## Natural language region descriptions
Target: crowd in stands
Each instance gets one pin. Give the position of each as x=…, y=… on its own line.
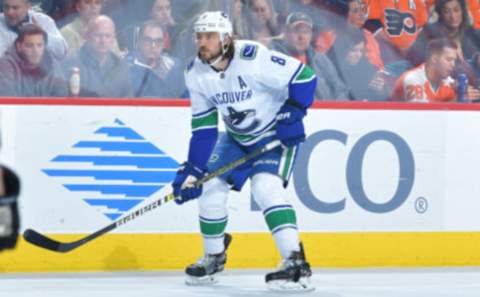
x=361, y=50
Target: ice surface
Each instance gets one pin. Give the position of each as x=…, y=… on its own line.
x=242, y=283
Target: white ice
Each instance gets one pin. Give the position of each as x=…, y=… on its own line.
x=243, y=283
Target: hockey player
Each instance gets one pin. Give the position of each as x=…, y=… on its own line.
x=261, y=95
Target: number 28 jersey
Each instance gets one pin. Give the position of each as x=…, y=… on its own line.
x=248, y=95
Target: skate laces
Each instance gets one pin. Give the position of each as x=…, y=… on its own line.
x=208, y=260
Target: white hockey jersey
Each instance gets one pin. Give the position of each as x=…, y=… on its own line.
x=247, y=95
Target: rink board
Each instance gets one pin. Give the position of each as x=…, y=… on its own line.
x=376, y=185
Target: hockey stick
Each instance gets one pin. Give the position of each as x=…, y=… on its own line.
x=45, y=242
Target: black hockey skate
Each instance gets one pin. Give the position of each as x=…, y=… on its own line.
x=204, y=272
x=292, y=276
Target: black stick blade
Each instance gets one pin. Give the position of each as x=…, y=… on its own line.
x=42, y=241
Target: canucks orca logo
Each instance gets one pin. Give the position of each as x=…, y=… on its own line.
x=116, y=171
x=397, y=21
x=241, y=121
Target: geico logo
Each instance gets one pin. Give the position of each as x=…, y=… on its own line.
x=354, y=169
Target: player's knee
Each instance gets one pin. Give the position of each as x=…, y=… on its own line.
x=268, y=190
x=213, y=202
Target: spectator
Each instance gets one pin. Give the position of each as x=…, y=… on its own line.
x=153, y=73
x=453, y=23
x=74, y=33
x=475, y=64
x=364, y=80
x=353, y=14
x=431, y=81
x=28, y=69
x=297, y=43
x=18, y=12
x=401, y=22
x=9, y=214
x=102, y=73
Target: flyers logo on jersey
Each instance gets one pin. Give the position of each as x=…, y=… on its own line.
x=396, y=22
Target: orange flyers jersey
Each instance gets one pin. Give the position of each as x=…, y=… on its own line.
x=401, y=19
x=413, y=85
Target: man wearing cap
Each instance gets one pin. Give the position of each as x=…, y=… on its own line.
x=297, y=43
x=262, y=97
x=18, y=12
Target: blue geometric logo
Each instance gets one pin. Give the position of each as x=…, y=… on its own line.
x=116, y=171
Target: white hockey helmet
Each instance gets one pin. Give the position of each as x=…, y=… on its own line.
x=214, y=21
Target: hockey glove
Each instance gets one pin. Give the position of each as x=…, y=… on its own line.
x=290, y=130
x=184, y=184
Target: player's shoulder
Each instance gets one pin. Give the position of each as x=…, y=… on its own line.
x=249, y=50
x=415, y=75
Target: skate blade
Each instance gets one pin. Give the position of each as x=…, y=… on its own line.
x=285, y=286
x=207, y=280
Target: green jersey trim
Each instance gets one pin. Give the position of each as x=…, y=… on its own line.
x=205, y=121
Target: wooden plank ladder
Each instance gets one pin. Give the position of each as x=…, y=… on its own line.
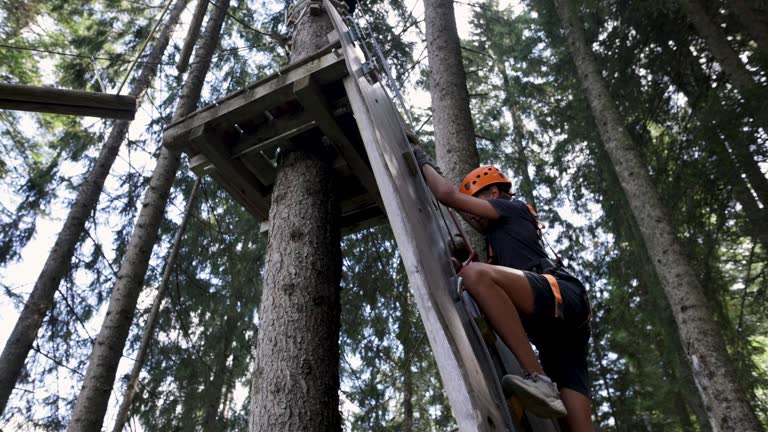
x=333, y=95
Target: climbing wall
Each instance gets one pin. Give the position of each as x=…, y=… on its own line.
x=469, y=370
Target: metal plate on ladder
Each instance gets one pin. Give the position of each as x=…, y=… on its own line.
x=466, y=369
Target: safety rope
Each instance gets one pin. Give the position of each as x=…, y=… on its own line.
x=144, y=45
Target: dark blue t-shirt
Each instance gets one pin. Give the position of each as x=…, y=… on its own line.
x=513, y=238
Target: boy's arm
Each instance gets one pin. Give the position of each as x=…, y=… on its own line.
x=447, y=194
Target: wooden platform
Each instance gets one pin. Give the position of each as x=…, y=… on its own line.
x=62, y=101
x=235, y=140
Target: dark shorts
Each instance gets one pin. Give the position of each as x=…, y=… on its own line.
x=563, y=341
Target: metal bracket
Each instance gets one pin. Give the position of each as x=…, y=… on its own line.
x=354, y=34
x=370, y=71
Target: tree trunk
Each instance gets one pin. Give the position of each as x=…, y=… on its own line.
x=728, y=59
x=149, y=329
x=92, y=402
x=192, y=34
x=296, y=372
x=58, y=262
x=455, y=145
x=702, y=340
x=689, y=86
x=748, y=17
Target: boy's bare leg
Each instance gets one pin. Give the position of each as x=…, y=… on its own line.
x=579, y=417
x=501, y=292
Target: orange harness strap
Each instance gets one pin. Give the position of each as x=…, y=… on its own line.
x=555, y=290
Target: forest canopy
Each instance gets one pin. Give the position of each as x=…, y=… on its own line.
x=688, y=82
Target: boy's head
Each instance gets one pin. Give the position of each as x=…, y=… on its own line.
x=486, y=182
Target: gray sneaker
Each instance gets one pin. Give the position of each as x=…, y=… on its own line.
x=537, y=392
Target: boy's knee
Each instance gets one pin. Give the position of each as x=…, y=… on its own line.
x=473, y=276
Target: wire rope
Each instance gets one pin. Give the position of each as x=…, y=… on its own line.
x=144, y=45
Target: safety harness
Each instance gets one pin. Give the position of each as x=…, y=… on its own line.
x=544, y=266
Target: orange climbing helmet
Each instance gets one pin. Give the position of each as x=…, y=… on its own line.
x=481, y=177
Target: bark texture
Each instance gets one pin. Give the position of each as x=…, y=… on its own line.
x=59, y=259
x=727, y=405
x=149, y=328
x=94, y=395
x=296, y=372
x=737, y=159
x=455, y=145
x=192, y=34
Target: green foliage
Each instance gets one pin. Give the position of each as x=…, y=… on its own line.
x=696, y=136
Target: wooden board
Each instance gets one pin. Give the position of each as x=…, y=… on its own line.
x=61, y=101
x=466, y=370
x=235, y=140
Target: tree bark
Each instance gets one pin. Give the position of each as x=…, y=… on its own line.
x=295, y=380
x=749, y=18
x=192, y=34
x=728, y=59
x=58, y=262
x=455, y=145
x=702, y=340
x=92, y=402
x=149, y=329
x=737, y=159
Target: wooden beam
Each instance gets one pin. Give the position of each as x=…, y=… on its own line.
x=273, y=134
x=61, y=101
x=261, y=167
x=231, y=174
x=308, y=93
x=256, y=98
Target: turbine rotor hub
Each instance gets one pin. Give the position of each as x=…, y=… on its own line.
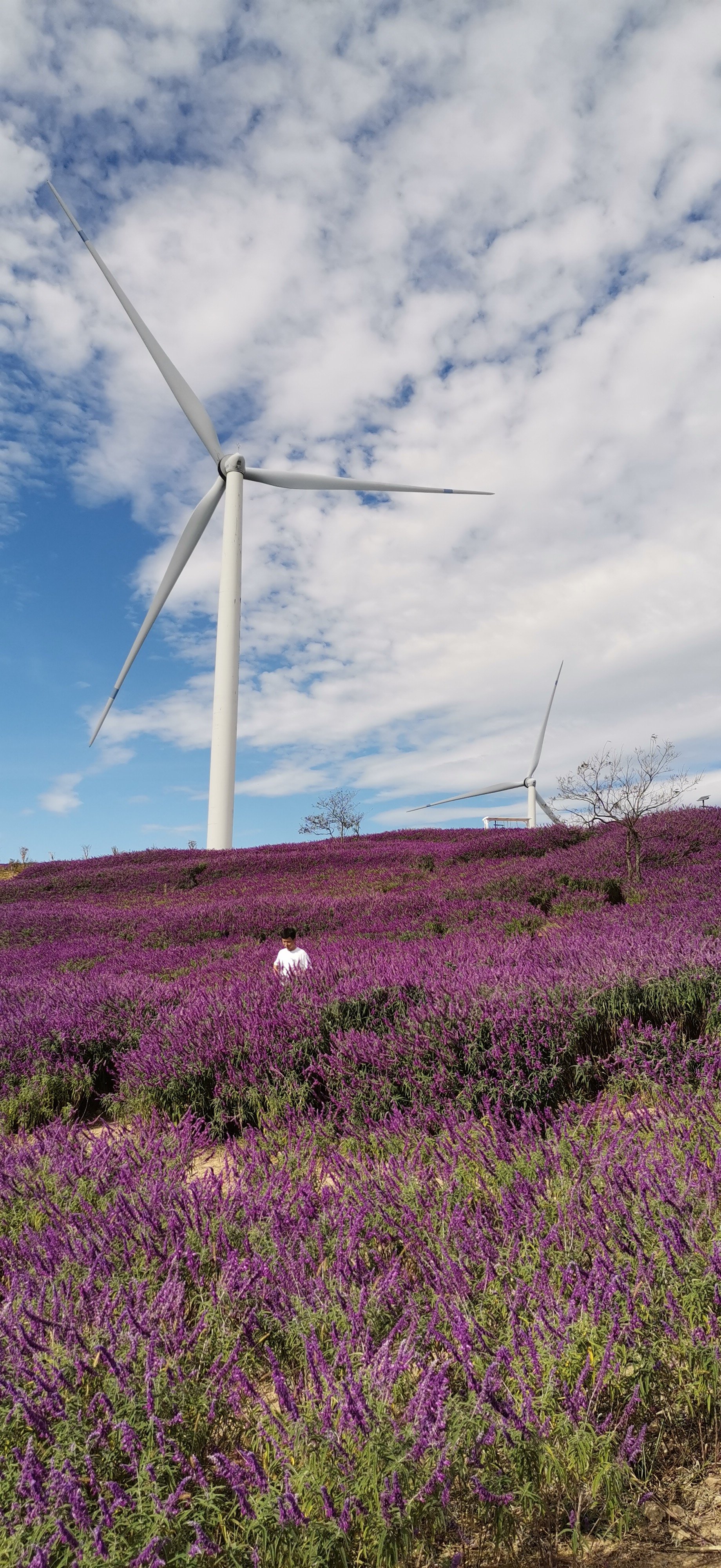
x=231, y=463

* * *

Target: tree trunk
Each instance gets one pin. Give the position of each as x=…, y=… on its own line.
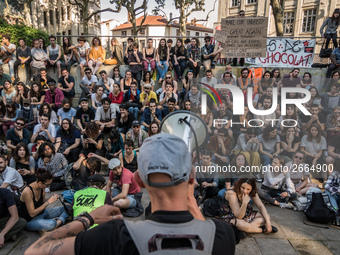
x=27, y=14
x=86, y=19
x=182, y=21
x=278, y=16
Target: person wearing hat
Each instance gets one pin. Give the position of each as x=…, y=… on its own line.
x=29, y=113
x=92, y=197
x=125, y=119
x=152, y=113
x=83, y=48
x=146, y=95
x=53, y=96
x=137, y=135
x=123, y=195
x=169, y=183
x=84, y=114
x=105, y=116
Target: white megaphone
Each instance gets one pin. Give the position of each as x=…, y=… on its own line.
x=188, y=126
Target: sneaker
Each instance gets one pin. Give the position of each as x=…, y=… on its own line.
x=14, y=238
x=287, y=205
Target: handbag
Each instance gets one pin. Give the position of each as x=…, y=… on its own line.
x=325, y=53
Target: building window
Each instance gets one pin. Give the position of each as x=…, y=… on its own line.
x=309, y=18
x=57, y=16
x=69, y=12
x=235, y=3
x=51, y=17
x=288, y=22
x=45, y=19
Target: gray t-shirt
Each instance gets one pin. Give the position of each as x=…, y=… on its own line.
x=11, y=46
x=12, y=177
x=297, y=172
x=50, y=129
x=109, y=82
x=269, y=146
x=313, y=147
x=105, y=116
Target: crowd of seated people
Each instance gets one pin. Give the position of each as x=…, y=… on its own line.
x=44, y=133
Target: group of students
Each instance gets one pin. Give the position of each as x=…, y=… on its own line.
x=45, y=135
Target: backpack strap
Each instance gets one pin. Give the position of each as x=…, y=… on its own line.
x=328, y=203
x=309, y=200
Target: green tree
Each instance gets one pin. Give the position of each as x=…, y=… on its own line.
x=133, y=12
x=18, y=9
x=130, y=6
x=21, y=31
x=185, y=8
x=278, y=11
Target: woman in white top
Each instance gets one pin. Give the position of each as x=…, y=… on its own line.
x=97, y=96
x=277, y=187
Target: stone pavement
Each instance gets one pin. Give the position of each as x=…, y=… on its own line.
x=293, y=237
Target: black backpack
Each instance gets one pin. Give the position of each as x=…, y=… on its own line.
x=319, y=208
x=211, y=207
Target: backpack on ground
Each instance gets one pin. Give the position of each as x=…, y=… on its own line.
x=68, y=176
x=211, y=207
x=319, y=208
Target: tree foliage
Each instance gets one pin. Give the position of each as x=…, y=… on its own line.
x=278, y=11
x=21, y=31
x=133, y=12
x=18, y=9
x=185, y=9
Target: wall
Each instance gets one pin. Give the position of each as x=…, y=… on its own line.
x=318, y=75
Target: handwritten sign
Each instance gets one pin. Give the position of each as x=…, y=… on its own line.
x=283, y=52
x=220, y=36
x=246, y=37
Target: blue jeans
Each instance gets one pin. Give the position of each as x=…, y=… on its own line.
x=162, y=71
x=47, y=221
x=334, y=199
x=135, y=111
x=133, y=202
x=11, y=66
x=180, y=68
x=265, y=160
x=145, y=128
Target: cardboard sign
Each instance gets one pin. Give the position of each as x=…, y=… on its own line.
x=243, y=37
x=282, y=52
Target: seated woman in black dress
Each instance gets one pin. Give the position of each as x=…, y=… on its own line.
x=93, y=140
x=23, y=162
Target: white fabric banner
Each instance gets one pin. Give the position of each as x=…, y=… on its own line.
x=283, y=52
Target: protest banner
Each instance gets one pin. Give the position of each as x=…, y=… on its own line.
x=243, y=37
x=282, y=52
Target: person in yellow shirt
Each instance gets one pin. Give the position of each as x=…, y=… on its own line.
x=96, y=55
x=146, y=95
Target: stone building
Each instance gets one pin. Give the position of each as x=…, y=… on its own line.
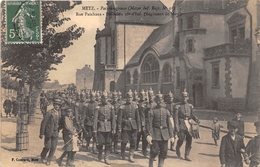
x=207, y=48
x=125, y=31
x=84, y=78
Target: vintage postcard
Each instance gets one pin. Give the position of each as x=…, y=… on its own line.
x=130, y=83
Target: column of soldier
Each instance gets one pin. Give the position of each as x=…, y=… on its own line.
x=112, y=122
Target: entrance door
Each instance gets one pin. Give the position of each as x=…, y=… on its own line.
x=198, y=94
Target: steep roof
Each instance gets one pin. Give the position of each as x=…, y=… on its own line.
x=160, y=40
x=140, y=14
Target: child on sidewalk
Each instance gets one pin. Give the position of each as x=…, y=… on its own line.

## What the task requires
The stretch above running from the line with "Target: crowd in stands" through the line with "Target: hockey stick" is all you should copy, exactly, leaving out the pictures.

## Reply to the exercise
Target: crowd in stands
Each instance gets one pin. Give the position of each as x=…, y=… on its own line.
x=361, y=50
Target: ice surface
Each instance gets one pin. Give the position of each as x=…, y=… on its own line.
x=242, y=283
Target: white ice
Each instance gets one pin. Give the position of each as x=…, y=… on its own line.
x=243, y=283
Target: hockey player
Each instance gets one pin. Give the position of each as x=…, y=… on its own line.
x=261, y=95
Target: number 28 jersey
Each instance gets one pin. Give the position of each as x=…, y=… on its own line.
x=248, y=95
Target: skate laces
Each instance gets one pin. Give the position of each as x=…, y=… on its own line.
x=208, y=260
Target: white hockey jersey
Each instance gets one pin. Give the position of each as x=…, y=… on its own line.
x=247, y=95
Target: rink board
Each instance gets one pin. Give the position of each as x=…, y=… on its own line.
x=376, y=185
Target: hockey stick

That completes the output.